Task to carry out
Lines before the one containing "Query: decorative item on shelf" are left out; output the rest of the data exactly, through the final line.

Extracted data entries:
※ ※ ※
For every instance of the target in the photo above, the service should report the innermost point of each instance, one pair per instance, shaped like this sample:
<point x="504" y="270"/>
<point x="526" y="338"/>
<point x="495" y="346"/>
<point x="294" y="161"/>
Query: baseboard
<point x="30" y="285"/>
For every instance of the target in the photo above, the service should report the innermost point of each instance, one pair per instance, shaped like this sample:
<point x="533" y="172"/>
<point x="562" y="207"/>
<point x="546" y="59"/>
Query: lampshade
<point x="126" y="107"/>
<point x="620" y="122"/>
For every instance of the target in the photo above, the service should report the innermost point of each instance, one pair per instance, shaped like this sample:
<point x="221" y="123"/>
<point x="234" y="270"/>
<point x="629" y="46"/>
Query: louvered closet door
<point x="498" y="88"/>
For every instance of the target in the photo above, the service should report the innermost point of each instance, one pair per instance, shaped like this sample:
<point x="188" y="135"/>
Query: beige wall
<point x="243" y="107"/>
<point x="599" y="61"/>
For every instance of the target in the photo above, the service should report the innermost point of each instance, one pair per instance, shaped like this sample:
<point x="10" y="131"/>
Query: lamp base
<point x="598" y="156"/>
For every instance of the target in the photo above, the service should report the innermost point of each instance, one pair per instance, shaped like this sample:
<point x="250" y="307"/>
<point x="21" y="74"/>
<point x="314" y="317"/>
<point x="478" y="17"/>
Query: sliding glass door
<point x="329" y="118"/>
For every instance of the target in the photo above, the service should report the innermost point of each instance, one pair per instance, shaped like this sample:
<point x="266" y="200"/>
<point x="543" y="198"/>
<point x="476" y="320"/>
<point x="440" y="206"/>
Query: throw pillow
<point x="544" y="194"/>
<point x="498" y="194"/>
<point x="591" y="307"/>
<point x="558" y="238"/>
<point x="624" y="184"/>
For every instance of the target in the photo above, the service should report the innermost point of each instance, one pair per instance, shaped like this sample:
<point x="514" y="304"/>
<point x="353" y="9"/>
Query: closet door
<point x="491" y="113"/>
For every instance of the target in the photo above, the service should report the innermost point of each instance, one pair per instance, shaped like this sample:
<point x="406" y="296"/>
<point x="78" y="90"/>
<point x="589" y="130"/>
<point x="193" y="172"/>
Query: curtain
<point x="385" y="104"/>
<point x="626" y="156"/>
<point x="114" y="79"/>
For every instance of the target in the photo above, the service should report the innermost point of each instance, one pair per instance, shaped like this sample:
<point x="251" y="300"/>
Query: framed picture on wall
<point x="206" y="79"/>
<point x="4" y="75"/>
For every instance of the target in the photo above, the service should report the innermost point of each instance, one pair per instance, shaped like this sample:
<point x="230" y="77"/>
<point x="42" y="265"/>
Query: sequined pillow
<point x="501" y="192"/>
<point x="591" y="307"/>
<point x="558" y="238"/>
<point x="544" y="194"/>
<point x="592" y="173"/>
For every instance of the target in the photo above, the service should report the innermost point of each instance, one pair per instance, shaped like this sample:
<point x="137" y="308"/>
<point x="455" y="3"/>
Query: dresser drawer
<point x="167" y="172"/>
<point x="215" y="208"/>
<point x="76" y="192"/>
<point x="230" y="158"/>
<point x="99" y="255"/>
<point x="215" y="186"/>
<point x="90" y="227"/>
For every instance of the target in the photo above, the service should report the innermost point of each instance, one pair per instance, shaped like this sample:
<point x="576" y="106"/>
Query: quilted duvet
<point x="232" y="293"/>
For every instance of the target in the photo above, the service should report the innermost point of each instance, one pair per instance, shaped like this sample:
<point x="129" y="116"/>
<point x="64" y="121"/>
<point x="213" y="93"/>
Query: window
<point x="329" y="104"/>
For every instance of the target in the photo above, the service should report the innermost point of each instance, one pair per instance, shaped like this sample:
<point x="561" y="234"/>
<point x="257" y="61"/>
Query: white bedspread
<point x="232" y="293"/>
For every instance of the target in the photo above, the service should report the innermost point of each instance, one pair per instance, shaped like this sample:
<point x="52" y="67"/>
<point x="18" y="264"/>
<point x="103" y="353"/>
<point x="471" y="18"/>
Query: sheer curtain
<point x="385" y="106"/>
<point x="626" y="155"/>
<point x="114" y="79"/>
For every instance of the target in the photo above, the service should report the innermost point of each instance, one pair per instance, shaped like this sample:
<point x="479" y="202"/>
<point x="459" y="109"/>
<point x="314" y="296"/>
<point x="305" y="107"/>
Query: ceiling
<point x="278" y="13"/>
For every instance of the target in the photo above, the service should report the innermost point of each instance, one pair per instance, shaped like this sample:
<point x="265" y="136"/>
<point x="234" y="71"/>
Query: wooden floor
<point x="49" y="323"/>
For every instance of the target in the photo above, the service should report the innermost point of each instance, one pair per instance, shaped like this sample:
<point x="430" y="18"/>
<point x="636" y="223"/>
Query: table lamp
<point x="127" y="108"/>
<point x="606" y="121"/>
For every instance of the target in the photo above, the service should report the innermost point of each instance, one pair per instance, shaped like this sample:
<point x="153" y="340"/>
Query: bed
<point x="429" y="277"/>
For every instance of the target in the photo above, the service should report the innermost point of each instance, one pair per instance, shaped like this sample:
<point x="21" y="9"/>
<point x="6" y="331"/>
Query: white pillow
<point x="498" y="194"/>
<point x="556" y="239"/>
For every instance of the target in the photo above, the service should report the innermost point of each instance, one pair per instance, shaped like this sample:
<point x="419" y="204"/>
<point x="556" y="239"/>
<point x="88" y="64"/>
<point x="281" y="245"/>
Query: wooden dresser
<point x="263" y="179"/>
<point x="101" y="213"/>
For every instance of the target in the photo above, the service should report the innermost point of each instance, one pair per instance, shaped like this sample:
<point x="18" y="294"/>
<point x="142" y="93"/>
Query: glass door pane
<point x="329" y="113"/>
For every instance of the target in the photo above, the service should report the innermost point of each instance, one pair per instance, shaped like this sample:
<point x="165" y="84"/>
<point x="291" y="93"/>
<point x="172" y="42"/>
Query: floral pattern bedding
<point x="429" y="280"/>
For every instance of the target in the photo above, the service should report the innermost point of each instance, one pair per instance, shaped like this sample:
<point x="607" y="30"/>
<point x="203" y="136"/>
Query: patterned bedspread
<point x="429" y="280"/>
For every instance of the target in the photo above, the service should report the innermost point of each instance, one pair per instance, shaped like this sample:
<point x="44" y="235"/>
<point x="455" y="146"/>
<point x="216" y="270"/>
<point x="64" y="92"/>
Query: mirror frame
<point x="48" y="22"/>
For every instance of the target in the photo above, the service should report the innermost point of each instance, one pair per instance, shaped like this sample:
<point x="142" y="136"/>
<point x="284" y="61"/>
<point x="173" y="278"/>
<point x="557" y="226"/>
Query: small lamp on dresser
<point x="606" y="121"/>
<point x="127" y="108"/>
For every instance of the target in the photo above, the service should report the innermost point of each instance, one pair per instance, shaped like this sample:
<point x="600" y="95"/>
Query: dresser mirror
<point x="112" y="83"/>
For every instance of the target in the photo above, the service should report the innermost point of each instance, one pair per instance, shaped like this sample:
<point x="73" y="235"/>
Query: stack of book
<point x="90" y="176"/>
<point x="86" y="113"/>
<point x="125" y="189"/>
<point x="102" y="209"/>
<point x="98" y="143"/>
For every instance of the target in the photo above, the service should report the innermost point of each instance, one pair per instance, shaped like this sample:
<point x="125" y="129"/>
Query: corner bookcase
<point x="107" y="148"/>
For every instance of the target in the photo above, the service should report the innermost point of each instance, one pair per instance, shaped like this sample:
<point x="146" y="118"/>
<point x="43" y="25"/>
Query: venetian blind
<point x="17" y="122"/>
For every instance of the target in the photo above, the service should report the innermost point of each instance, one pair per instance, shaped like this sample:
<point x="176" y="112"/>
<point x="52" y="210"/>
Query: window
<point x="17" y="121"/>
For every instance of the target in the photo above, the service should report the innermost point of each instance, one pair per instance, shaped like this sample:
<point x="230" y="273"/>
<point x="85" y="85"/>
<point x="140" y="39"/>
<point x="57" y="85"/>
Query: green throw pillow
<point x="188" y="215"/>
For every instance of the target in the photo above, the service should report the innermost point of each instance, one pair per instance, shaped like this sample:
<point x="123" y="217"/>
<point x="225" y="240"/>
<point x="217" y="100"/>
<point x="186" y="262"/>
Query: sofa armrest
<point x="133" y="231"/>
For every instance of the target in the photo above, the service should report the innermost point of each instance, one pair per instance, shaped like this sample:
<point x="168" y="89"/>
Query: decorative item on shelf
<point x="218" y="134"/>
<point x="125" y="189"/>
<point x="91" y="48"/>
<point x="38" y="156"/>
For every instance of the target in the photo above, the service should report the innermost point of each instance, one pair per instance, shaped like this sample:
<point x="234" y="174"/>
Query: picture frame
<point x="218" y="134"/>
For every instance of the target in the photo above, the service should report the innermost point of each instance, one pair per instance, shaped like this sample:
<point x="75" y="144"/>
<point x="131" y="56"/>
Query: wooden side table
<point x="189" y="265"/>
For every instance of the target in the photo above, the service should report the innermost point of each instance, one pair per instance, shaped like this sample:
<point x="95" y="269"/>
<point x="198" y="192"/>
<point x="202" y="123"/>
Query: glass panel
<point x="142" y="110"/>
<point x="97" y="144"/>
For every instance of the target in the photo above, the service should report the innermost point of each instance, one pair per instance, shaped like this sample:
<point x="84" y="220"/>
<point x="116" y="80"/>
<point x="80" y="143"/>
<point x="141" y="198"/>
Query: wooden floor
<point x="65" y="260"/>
※ ※ ※
Result for this exercise
Query: decorative item on shelf
<point x="218" y="134"/>
<point x="125" y="189"/>
<point x="91" y="48"/>
<point x="38" y="156"/>
For every instance of the target in the photo above, the service should report the innermost point of each instance, one pair per instance, shaped like this sample:
<point x="234" y="174"/>
Query: picture frame
<point x="218" y="134"/>
For every instance of the target in the photo above, the service should report the innermost point of each instance, one pair per instance, shaped like this sample:
<point x="75" y="144"/>
<point x="131" y="56"/>
Query: wooden side table
<point x="189" y="265"/>
For every instance of the target in the photo above, the service should report the innermost point of each instance, one pair per instance, shaped like this sample:
<point x="95" y="269"/>
<point x="198" y="192"/>
<point x="202" y="123"/>
Query: glass panel
<point x="142" y="110"/>
<point x="97" y="144"/>
For every instance of the target in the photo above, the service should report the innermost point of each instance, one pair per instance, shaped like this sample:
<point x="84" y="220"/>
<point x="116" y="80"/>
<point x="80" y="143"/>
<point x="141" y="198"/>
Query: wooden floor
<point x="65" y="260"/>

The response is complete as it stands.